Start of Material for this exercise

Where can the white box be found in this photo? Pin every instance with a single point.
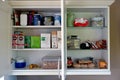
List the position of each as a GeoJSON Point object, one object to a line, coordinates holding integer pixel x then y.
{"type": "Point", "coordinates": [59, 39]}
{"type": "Point", "coordinates": [45, 40]}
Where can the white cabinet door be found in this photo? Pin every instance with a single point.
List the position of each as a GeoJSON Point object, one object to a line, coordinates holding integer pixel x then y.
{"type": "Point", "coordinates": [4, 38]}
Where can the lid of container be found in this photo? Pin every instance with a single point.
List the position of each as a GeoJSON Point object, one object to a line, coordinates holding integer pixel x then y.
{"type": "Point", "coordinates": [20, 59]}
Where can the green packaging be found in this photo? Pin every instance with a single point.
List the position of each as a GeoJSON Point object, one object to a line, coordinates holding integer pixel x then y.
{"type": "Point", "coordinates": [35, 42]}
{"type": "Point", "coordinates": [27, 41]}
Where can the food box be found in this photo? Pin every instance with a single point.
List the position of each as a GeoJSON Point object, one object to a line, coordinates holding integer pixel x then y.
{"type": "Point", "coordinates": [27, 41]}
{"type": "Point", "coordinates": [51, 62]}
{"type": "Point", "coordinates": [54, 39]}
{"type": "Point", "coordinates": [45, 40]}
{"type": "Point", "coordinates": [59, 39]}
{"type": "Point", "coordinates": [35, 42]}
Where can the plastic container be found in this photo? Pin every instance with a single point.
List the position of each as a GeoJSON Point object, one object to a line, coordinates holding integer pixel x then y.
{"type": "Point", "coordinates": [20, 63]}
{"type": "Point", "coordinates": [51, 62]}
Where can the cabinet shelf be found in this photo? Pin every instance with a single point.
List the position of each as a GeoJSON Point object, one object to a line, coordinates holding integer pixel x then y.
{"type": "Point", "coordinates": [34, 49]}
{"type": "Point", "coordinates": [36, 72]}
{"type": "Point", "coordinates": [89, 27]}
{"type": "Point", "coordinates": [36, 26]}
{"type": "Point", "coordinates": [88, 72]}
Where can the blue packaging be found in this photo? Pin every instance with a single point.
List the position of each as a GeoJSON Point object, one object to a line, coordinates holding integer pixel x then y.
{"type": "Point", "coordinates": [57, 19]}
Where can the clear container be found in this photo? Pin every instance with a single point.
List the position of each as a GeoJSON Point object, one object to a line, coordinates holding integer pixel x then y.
{"type": "Point", "coordinates": [51, 62]}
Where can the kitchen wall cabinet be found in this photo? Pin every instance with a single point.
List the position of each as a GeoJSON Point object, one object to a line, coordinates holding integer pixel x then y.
{"type": "Point", "coordinates": [80, 9]}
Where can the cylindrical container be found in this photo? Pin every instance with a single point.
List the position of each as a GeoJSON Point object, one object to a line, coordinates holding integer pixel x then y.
{"type": "Point", "coordinates": [70, 19]}
{"type": "Point", "coordinates": [23, 19]}
{"type": "Point", "coordinates": [20, 63]}
{"type": "Point", "coordinates": [57, 19]}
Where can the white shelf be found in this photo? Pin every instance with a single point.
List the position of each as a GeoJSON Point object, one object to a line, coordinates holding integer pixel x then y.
{"type": "Point", "coordinates": [88, 72]}
{"type": "Point", "coordinates": [36, 72]}
{"type": "Point", "coordinates": [34, 49]}
{"type": "Point", "coordinates": [36, 26]}
{"type": "Point", "coordinates": [90, 27]}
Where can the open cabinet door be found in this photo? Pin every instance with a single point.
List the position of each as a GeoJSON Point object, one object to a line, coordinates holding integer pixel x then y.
{"type": "Point", "coordinates": [4, 38]}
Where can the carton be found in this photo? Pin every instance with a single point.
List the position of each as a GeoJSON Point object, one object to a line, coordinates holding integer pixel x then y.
{"type": "Point", "coordinates": [45, 40]}
{"type": "Point", "coordinates": [54, 39]}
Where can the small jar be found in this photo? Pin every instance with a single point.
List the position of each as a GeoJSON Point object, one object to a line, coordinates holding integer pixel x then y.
{"type": "Point", "coordinates": [20, 63]}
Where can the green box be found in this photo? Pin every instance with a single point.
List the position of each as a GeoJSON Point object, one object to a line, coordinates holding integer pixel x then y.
{"type": "Point", "coordinates": [35, 42]}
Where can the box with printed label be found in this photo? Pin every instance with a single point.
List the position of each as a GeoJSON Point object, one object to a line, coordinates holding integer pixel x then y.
{"type": "Point", "coordinates": [45, 40]}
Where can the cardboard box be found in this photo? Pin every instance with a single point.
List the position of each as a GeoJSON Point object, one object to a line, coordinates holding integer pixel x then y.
{"type": "Point", "coordinates": [54, 39]}
{"type": "Point", "coordinates": [59, 39]}
{"type": "Point", "coordinates": [27, 42]}
{"type": "Point", "coordinates": [35, 42]}
{"type": "Point", "coordinates": [45, 40]}
{"type": "Point", "coordinates": [20, 40]}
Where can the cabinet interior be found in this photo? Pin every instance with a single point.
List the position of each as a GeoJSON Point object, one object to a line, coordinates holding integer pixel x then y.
{"type": "Point", "coordinates": [89, 33]}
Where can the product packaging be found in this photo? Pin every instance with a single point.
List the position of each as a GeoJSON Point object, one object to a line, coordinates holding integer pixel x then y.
{"type": "Point", "coordinates": [35, 42]}
{"type": "Point", "coordinates": [54, 39]}
{"type": "Point", "coordinates": [59, 39]}
{"type": "Point", "coordinates": [27, 42]}
{"type": "Point", "coordinates": [45, 40]}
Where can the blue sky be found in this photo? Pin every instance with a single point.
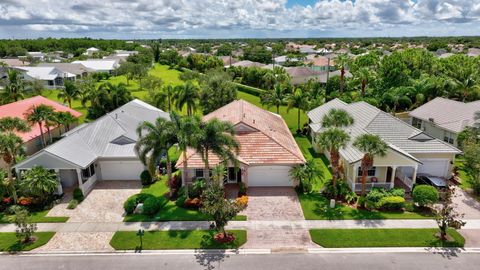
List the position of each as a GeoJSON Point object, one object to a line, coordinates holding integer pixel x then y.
{"type": "Point", "coordinates": [237, 18]}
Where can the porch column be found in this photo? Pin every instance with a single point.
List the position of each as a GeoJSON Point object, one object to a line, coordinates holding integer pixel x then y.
{"type": "Point", "coordinates": [59, 186]}
{"type": "Point", "coordinates": [392, 177]}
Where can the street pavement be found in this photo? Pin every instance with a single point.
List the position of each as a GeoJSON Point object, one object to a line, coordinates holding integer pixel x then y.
{"type": "Point", "coordinates": [209, 261]}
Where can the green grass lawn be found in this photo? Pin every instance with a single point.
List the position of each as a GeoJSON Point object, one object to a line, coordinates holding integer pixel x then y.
{"type": "Point", "coordinates": [169, 212]}
{"type": "Point", "coordinates": [8, 241]}
{"type": "Point", "coordinates": [320, 160]}
{"type": "Point", "coordinates": [35, 217]}
{"type": "Point", "coordinates": [349, 238]}
{"type": "Point", "coordinates": [316, 207]}
{"type": "Point", "coordinates": [153, 240]}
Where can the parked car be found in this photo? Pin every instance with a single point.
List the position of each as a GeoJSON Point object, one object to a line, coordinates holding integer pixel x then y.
{"type": "Point", "coordinates": [438, 182]}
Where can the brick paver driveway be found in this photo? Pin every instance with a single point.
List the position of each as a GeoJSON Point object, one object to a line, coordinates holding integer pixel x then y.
{"type": "Point", "coordinates": [103, 204]}
{"type": "Point", "coordinates": [276, 203]}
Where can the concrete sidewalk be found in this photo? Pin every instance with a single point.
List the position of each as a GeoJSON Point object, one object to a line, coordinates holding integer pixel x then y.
{"type": "Point", "coordinates": [246, 225]}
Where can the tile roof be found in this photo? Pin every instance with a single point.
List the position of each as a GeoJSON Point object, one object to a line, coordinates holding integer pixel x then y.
{"type": "Point", "coordinates": [100, 138]}
{"type": "Point", "coordinates": [448, 114]}
{"type": "Point", "coordinates": [400, 136]}
{"type": "Point", "coordinates": [263, 136]}
{"type": "Point", "coordinates": [19, 108]}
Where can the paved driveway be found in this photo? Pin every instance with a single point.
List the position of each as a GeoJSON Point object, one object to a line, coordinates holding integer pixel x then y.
{"type": "Point", "coordinates": [273, 203]}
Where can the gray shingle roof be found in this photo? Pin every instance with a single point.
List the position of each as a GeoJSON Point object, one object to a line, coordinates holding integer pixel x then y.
{"type": "Point", "coordinates": [105, 137]}
{"type": "Point", "coordinates": [400, 136]}
{"type": "Point", "coordinates": [448, 114]}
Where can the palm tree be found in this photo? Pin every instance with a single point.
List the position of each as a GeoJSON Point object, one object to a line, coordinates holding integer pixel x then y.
{"type": "Point", "coordinates": [275, 97]}
{"type": "Point", "coordinates": [187, 95]}
{"type": "Point", "coordinates": [186, 132]}
{"type": "Point", "coordinates": [39, 115]}
{"type": "Point", "coordinates": [342, 61]}
{"type": "Point", "coordinates": [371, 145]}
{"type": "Point", "coordinates": [216, 137]}
{"type": "Point", "coordinates": [153, 140]}
{"type": "Point", "coordinates": [14, 88]}
{"type": "Point", "coordinates": [11, 146]}
{"type": "Point", "coordinates": [299, 99]}
{"type": "Point", "coordinates": [332, 140]}
{"type": "Point", "coordinates": [337, 118]}
{"type": "Point", "coordinates": [68, 93]}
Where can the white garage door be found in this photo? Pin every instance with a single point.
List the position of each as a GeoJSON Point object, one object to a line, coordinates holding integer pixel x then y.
{"type": "Point", "coordinates": [268, 176]}
{"type": "Point", "coordinates": [435, 167]}
{"type": "Point", "coordinates": [121, 170]}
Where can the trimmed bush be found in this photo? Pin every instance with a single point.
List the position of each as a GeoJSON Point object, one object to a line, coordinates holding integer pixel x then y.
{"type": "Point", "coordinates": [146, 178]}
{"type": "Point", "coordinates": [78, 194]}
{"type": "Point", "coordinates": [425, 195]}
{"type": "Point", "coordinates": [151, 206]}
{"type": "Point", "coordinates": [394, 203]}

End of Material for this exercise

Exercise goal: Repeat exactly the lines from the first line of the records above through the line containing "Where can the cabinet shelf", both included. Leave out the pictures.

Output for this exercise:
Where can the white box be found in this photo? Pin every instance with a single point.
List the position of each as a GeoJSON Point object, one object to a line, coordinates holding integer pixel x then y.
{"type": "Point", "coordinates": [59, 39]}
{"type": "Point", "coordinates": [45, 40]}
Where can the white cabinet door be found in this photo? Pin every instance with a single point.
List the position of each as a GeoJSON Point object, one object to a line, coordinates holding integer pixel x then y.
{"type": "Point", "coordinates": [4, 38]}
Where can the lid of container be found in this photo? Pin every instance with a single point.
List the position of each as a GeoJSON Point object, one object to a line, coordinates holding integer pixel x then y.
{"type": "Point", "coordinates": [20, 59]}
Where can the green packaging be found in this photo? Pin every instance with a single point.
List the position of each as a GeoJSON Point object, one object to a line, coordinates holding integer pixel x then y.
{"type": "Point", "coordinates": [35, 42]}
{"type": "Point", "coordinates": [27, 41]}
Where can the food box be found in this photo? Pin every instance with a single point.
List the position of each as a GeoJSON Point object, one object to a line, coordinates holding integer pixel x then y.
{"type": "Point", "coordinates": [27, 41]}
{"type": "Point", "coordinates": [51, 62]}
{"type": "Point", "coordinates": [54, 39]}
{"type": "Point", "coordinates": [45, 40]}
{"type": "Point", "coordinates": [59, 39]}
{"type": "Point", "coordinates": [35, 42]}
Where can the plastic container be found in this photo? Pin every instance with a single point.
List the position of each as a GeoJSON Point object, one object to a line, coordinates holding integer pixel x then y.
{"type": "Point", "coordinates": [20, 63]}
{"type": "Point", "coordinates": [51, 62]}
Where can the cabinet shelf be found in this photo? Pin every instance with a single point.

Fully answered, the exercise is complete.